— start DATA FOR THE TASK —

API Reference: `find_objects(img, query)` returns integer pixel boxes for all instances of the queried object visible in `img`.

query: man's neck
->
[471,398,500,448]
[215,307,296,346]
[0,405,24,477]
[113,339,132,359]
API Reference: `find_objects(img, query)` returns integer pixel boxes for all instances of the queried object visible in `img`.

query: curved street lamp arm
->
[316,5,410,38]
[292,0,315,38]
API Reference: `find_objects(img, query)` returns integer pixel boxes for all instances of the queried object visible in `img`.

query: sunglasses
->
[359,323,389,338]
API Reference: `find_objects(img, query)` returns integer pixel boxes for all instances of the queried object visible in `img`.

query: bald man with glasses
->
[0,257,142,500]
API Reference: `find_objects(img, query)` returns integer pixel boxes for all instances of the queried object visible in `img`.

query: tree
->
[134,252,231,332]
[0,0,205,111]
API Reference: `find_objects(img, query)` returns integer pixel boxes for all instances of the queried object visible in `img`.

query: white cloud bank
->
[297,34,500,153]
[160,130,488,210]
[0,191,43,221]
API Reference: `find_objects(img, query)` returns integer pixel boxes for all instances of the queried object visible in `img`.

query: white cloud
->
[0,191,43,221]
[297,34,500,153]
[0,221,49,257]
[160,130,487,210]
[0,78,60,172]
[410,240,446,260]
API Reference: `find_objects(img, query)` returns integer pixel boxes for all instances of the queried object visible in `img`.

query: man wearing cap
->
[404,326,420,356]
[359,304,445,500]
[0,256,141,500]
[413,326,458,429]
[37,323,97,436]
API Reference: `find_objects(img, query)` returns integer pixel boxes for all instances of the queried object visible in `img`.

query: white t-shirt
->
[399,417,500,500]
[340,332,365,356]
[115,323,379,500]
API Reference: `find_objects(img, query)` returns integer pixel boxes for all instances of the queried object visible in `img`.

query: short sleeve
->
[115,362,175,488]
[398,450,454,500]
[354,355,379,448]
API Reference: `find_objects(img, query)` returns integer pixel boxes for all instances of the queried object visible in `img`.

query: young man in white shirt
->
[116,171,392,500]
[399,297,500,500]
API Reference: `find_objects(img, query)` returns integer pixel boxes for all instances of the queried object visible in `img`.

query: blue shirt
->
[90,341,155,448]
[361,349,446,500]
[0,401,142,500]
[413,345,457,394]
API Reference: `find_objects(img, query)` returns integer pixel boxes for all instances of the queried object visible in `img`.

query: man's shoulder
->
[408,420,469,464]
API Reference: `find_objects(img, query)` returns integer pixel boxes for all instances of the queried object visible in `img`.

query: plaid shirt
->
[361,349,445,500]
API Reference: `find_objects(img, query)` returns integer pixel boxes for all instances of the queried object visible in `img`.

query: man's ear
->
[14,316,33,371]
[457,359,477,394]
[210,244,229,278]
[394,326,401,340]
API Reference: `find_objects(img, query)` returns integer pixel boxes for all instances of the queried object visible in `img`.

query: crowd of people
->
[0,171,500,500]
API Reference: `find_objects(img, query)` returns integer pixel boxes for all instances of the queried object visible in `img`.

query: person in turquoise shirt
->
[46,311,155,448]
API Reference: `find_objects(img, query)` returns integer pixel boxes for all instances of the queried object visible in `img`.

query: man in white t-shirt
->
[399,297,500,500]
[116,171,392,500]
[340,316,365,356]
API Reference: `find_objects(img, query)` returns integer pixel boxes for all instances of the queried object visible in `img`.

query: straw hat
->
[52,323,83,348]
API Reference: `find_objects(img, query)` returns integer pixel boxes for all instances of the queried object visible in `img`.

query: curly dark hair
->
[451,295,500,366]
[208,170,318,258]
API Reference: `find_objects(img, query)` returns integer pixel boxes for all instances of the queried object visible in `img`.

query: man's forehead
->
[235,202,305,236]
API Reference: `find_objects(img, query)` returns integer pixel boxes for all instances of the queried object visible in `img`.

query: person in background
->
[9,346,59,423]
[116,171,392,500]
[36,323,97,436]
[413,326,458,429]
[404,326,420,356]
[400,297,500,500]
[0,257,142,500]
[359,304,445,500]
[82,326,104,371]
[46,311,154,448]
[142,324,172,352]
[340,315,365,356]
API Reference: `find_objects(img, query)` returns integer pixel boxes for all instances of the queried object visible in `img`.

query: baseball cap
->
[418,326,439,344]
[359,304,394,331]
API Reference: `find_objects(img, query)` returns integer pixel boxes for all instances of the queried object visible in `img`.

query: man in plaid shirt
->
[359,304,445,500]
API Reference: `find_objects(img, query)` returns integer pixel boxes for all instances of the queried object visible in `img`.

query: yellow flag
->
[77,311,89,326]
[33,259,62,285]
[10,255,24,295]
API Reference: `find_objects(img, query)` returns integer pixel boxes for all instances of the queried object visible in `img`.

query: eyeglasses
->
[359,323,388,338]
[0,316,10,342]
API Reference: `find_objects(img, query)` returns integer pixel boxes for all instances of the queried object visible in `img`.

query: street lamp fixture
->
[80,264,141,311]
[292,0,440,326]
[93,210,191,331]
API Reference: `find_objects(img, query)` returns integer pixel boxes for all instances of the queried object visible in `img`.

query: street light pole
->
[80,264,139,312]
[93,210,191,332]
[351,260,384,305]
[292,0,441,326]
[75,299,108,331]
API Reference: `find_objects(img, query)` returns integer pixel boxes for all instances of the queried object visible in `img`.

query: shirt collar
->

— end DATA FOR THE TASK —

● **EXERCISE**
Reproduce the data from its beginning through the line containing "[359,323,389,338]", replacing "sunglasses" with "dark glasses" and leaving everything else unchanged.

● **OUTPUT BELOW**
API Reference: `find_objects(img, query)` returns integer pixel boxes for all instances of the queried object visible in `img`.

query: man's neck
->
[471,398,500,448]
[215,307,296,346]
[0,405,24,477]
[113,339,132,359]
API Reference: `find_objects(img, query)` returns integer pixel boxes for all instances of the queried object visible in `img`.

query: curved street lamp arm
->
[316,5,410,38]
[292,0,315,38]
API Reference: `find_objects(img, query)` returns integer pixel boxes for all instances of the queried object visible in `img`.

query: dark glasses
->
[359,323,389,338]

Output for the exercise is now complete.